### Task statement
Please repeat each of the records that follow, exactly as written.

### Records from a dataset
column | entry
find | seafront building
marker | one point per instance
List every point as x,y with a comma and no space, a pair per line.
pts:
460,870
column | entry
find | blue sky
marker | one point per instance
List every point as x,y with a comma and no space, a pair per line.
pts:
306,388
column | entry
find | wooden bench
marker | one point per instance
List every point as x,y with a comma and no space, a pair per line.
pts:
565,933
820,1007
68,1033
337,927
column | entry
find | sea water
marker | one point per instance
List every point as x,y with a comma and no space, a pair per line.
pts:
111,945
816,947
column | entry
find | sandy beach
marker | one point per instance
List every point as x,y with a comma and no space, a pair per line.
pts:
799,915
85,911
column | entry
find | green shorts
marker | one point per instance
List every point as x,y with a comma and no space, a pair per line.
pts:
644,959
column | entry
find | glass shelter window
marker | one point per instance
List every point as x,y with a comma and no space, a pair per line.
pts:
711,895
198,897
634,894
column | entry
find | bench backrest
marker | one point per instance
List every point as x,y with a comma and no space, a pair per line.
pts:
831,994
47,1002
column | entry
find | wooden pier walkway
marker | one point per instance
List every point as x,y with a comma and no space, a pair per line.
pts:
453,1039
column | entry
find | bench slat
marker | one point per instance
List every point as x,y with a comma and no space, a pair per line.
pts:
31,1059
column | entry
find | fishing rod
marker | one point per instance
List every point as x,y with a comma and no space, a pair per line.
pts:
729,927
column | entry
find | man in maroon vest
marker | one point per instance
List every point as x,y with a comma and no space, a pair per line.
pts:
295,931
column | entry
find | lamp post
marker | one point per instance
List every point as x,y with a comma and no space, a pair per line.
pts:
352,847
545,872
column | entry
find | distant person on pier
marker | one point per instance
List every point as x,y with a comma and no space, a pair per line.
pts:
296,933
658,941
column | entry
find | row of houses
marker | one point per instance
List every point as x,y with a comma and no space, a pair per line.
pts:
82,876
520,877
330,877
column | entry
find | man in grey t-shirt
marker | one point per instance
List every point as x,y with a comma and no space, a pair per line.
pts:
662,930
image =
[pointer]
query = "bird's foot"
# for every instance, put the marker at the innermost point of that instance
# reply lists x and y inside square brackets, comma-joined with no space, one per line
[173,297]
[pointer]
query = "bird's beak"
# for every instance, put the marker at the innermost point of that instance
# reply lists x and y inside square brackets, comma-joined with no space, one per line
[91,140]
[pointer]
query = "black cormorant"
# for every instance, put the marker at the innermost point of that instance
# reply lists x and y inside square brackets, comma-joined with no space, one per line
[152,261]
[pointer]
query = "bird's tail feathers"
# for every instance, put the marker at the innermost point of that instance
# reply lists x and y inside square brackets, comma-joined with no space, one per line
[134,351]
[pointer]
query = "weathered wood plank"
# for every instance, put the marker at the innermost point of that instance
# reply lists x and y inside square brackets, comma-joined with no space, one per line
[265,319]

### Task response
column | entry
find | seafront building
marker | one point per instance
List every point as x,y with a comma and no space, a pair per line.
pts:
460,870
column | entry
find | blue sky
marker | one point per instance
List every point as x,y with a comma and no space, a pair per line.
pts:
306,388
column | entry
find | wooden bench
marker | one point per instance
List every point as x,y with a comma and no space, a pair per line.
pts:
565,933
820,1007
68,1033
337,927
column | entry
find | sea water
marker | one point per instance
List every point as x,y with a comma and no space, a pair per line.
pts:
111,945
816,947
column | entry
find | sandy beach
marker | one point per instance
List every point as x,y with a comma and no space, a pair per line.
pts:
799,915
85,911
column | entry
find | green shorts
marker | one point per instance
List every point as x,y with a comma and no space, a pair per line.
pts:
644,959
column | entry
find | glass shelter window
marker | one point per instance
List every point as x,y with a comma and no space, a pair per line.
pts:
711,895
198,897
634,894
column | entry
find | bench backrest
marker | one point per instance
List every point as x,y with a comma and no space, a pair per line.
pts:
831,994
47,1002
column | entry
find | wooden pier walkway
marker | one point per instance
List every point as x,y with a comma and no space, a pair per line.
pts:
453,1039
column | entry
find | bench slat
marker | one point per instance
List every point as x,y with a comma and no space, a pair per line.
pts:
31,1059
column | entry
find | fishing rod
marker | one point per instance
List every point as x,y with a comma and no space, a pair per line.
pts:
729,927
column | entry
find | man in maroon vest
marker | one point per instance
List every point as x,y with a comma and no space, a pair per line.
pts:
295,931
column | entry
find | lamp post
marker | one point per instance
List every point as x,y with a comma and no space, a pair per line.
pts:
352,847
545,872
column | entry
find | distant person on pier
marker | one point per instance
List every point as x,y with a comma and no space, a pair per line.
pts:
296,933
658,941
column | entry
find | row of houses
marker | one point per instance
List every point as x,y with a comma and no space, a pair per line.
pts:
82,876
520,877
330,877
column | entry
find | man in grey t-shirt
marker | one point per instance
List every point as x,y with a comma and no space, a pair per line.
pts:
662,930
image =
[pointer]
query = "bird's foot"
# for every instance, put the marker at the innermost point of that instance
# reply lists x and y inside square brackets, comma-joined with no space, one per line
[173,297]
[pointer]
query = "bird's beak"
# for every instance, put the marker at the innermost point of that instance
# reply lists x and y inside square brackets, comma-joined with no space, one per line
[91,140]
[pointer]
query = "black cormorant"
# for every instance, put the marker at the innermost point of that instance
# reply lists x and y inside square brackets, comma-joined with no space, one per line
[152,261]
[pointer]
query = "bird's tail feathers"
# for every instance, put the marker at the innermost point of that instance
# reply lists x and y inside square brackets, comma-joined with no space, one per line
[134,351]
[pointer]
query = "weathered wood plank"
# for every instance, put the marker at the innermost point of that instance
# reply lists x and y inside square brackets, comma-joined with no space, one per line
[265,319]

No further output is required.